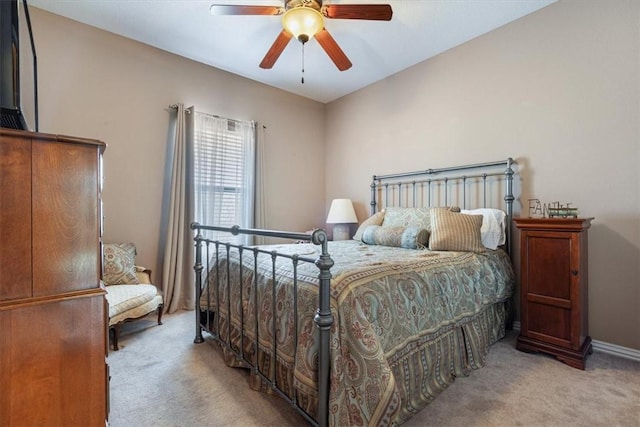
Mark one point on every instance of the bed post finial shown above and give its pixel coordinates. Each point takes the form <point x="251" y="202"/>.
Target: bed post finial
<point x="323" y="320"/>
<point x="373" y="195"/>
<point x="508" y="199"/>
<point x="197" y="267"/>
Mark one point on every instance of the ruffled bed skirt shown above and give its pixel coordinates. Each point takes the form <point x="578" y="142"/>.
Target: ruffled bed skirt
<point x="422" y="369"/>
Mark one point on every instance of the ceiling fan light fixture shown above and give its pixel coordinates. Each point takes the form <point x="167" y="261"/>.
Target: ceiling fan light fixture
<point x="303" y="22"/>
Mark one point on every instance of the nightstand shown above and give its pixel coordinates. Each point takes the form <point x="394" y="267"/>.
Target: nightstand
<point x="554" y="288"/>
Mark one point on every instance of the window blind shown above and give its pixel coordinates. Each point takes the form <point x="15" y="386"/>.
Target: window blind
<point x="223" y="163"/>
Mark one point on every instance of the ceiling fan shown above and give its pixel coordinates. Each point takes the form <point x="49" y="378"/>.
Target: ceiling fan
<point x="304" y="19"/>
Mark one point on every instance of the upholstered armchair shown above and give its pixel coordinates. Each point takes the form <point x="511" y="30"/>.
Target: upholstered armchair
<point x="130" y="292"/>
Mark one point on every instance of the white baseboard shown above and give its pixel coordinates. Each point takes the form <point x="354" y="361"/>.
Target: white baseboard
<point x="605" y="347"/>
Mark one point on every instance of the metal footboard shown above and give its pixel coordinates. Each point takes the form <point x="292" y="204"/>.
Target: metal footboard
<point x="209" y="321"/>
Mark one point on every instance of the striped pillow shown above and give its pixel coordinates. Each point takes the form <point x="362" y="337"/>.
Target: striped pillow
<point x="451" y="231"/>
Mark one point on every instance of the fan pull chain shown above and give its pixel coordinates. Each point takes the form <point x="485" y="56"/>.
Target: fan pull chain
<point x="302" y="79"/>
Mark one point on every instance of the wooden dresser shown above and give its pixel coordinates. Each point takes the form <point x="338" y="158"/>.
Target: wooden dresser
<point x="554" y="288"/>
<point x="53" y="317"/>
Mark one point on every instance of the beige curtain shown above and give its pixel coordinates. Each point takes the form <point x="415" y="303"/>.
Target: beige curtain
<point x="260" y="216"/>
<point x="177" y="263"/>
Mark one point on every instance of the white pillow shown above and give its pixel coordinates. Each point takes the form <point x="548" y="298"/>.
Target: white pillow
<point x="492" y="231"/>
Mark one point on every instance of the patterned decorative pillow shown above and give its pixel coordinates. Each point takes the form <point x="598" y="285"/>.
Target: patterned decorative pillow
<point x="407" y="217"/>
<point x="375" y="219"/>
<point x="451" y="231"/>
<point x="119" y="264"/>
<point x="400" y="237"/>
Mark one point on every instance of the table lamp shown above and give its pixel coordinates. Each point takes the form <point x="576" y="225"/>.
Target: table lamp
<point x="341" y="214"/>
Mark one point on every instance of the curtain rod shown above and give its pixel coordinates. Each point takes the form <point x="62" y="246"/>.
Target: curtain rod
<point x="175" y="107"/>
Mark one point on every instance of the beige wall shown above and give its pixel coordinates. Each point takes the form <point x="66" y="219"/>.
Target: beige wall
<point x="557" y="90"/>
<point x="98" y="85"/>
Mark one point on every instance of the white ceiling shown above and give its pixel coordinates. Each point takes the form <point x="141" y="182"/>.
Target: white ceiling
<point x="418" y="30"/>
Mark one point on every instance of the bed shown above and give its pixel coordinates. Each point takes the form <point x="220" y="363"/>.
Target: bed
<point x="368" y="331"/>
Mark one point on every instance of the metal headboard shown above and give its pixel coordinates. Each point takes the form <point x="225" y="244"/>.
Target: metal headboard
<point x="479" y="185"/>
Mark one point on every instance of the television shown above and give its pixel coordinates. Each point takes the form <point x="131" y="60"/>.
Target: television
<point x="11" y="114"/>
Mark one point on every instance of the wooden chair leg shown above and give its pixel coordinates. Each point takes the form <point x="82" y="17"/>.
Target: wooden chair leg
<point x="116" y="335"/>
<point x="160" y="308"/>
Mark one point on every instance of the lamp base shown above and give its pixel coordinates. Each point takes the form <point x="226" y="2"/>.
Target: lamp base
<point x="341" y="232"/>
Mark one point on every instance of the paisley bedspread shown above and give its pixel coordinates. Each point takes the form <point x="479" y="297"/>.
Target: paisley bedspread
<point x="406" y="323"/>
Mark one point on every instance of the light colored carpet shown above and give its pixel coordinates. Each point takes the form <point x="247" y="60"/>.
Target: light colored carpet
<point x="160" y="378"/>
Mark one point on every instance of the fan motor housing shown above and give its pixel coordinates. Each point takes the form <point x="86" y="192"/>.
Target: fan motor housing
<point x="314" y="4"/>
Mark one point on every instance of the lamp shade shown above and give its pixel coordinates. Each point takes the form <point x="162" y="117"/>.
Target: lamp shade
<point x="341" y="212"/>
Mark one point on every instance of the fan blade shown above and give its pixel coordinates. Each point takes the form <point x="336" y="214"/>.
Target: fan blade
<point x="333" y="50"/>
<point x="374" y="12"/>
<point x="276" y="49"/>
<point x="230" y="9"/>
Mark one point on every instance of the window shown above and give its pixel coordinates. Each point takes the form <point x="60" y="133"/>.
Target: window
<point x="224" y="174"/>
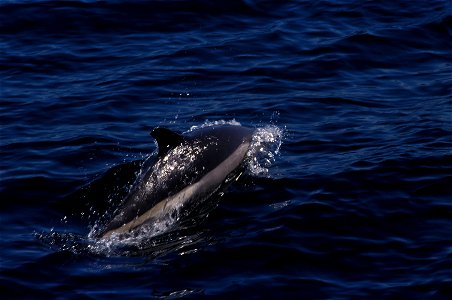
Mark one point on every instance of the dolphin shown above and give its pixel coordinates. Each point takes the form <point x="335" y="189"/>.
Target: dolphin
<point x="190" y="167"/>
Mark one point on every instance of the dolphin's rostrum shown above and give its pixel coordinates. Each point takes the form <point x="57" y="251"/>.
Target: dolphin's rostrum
<point x="190" y="167"/>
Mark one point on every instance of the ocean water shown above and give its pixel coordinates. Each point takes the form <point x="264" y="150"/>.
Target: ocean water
<point x="350" y="192"/>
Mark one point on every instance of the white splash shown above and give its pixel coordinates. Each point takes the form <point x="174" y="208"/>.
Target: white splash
<point x="264" y="149"/>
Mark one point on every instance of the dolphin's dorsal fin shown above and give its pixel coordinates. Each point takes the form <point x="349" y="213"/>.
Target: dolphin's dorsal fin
<point x="166" y="139"/>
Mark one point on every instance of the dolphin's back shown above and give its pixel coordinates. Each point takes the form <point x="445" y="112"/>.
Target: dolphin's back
<point x="193" y="160"/>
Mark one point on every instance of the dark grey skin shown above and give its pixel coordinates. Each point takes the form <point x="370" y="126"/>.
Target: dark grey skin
<point x="190" y="167"/>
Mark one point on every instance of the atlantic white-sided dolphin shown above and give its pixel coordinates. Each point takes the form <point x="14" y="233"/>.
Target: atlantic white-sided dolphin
<point x="190" y="167"/>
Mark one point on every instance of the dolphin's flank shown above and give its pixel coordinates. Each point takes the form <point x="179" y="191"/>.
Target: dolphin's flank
<point x="190" y="168"/>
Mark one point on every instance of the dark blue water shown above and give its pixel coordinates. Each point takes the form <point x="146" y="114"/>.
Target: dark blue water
<point x="356" y="203"/>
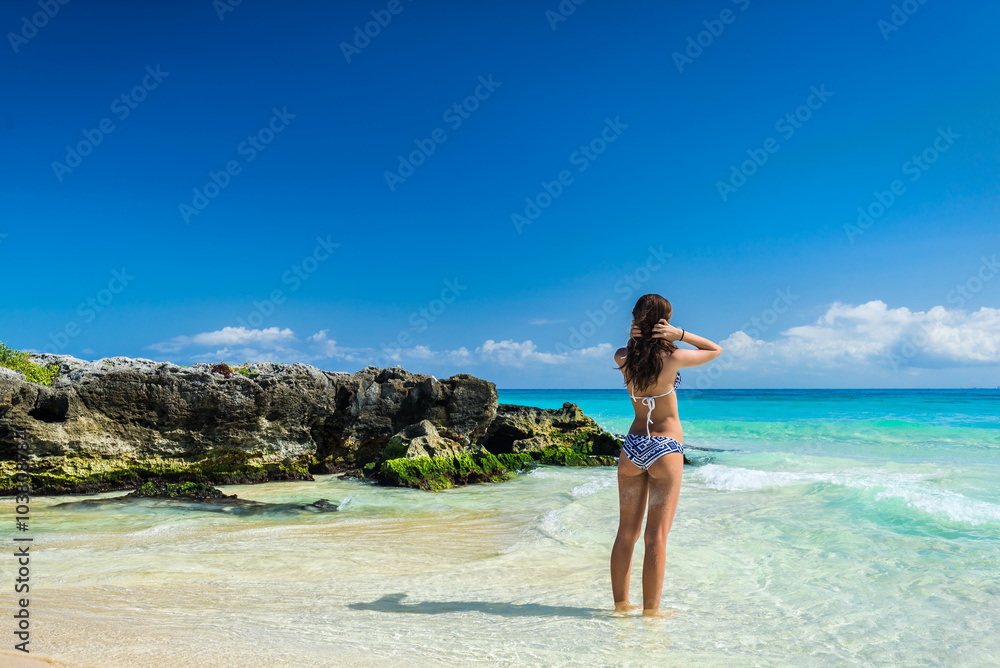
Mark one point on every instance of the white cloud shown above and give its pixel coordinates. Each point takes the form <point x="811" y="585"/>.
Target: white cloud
<point x="872" y="334"/>
<point x="227" y="336"/>
<point x="513" y="353"/>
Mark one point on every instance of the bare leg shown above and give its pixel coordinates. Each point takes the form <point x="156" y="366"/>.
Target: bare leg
<point x="632" y="488"/>
<point x="664" y="491"/>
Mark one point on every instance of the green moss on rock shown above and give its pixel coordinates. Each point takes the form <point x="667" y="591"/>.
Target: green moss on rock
<point x="187" y="490"/>
<point x="439" y="473"/>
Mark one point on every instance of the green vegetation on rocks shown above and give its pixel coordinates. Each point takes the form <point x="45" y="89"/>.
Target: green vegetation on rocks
<point x="439" y="473"/>
<point x="188" y="490"/>
<point x="19" y="361"/>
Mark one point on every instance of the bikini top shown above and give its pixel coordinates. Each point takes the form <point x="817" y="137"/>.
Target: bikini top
<point x="650" y="402"/>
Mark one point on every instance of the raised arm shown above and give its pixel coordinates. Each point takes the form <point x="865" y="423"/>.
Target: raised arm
<point x="706" y="350"/>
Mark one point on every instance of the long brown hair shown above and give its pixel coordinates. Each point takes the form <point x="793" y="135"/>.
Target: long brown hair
<point x="643" y="363"/>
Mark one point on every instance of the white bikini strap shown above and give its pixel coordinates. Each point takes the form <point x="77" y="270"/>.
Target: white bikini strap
<point x="650" y="404"/>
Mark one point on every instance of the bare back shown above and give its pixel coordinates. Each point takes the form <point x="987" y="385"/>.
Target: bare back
<point x="665" y="420"/>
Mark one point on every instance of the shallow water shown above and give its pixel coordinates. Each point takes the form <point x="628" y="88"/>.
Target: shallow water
<point x="837" y="529"/>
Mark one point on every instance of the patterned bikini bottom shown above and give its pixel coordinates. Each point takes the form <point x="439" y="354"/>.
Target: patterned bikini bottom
<point x="644" y="450"/>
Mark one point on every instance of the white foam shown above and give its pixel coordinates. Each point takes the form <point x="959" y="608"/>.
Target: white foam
<point x="592" y="487"/>
<point x="911" y="488"/>
<point x="952" y="505"/>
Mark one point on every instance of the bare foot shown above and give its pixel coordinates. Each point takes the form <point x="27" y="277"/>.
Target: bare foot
<point x="666" y="612"/>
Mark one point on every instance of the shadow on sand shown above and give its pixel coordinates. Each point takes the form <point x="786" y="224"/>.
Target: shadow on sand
<point x="393" y="603"/>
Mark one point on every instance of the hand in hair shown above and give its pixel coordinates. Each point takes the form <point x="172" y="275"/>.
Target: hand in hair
<point x="661" y="330"/>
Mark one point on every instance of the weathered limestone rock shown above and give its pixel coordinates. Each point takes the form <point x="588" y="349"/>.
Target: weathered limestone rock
<point x="112" y="423"/>
<point x="530" y="429"/>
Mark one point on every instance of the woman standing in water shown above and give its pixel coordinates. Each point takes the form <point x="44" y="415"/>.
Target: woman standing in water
<point x="652" y="457"/>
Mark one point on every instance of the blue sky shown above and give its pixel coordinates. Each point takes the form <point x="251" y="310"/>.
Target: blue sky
<point x="565" y="165"/>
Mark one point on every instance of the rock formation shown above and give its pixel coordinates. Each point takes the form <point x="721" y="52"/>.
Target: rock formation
<point x="118" y="422"/>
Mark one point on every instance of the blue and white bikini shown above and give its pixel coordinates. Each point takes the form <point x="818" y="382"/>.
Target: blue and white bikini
<point x="644" y="450"/>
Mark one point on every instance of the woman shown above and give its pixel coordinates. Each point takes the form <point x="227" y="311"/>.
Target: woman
<point x="652" y="456"/>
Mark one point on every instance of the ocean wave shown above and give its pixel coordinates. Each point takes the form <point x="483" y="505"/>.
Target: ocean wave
<point x="874" y="432"/>
<point x="593" y="487"/>
<point x="910" y="489"/>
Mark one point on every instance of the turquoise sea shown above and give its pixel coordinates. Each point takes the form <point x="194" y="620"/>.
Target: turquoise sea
<point x="835" y="528"/>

[PROBLEM DETAILS] For this exercise, please retype exactly the lines in the listing from the line with "Mark one point on every instance of the hand" through its last line, both ends included.

[ANSWER TO THIS PROBLEM]
Mark one point on every instance of the hand in hair shown above and give its pixel coordinates. Each point takes the form <point x="172" y="275"/>.
Target: hand in hair
<point x="661" y="330"/>
Mark one point on every instance of the weathered limestone rock shown above and give its pixel coordinates. Each point takes the form <point x="588" y="349"/>.
Target: weathered limestone rock
<point x="112" y="423"/>
<point x="530" y="429"/>
Mark one point on every instance of the woman standing in water shown above and give its pixel coordinates. Each point takes the form <point x="44" y="415"/>.
Target: woman standing in water
<point x="652" y="457"/>
Mark one point on every instance of the blue sky shown above and give its pixel coordinates. Each point takes the form <point x="251" y="310"/>.
Target: blue sky
<point x="565" y="165"/>
Mark one point on every instance of the rock formation shown above and give its pixel coordinates. Each point takes the form <point x="721" y="52"/>.
Target: rock formation
<point x="118" y="422"/>
Mark one point on every instance of the blue and white bikini shown above and give its pixel coordinates. Each point takes the form <point x="818" y="382"/>.
Target: blue and white bikini
<point x="644" y="450"/>
Mark one point on every instance of the woman shown above and give its pixel coordinates. Each point takes the form <point x="227" y="311"/>.
Target: woman
<point x="652" y="456"/>
Mark one point on every instance of the ocean wave shown above and give its pixel coordinates. Each point takes the form <point x="483" y="505"/>.
Target: ocean wave
<point x="874" y="432"/>
<point x="593" y="487"/>
<point x="910" y="489"/>
Mark one point on every instance of the turquoise sea shown above and give its pixel coordinates. Each point takes the form <point x="194" y="620"/>.
Target: turquoise sea
<point x="835" y="528"/>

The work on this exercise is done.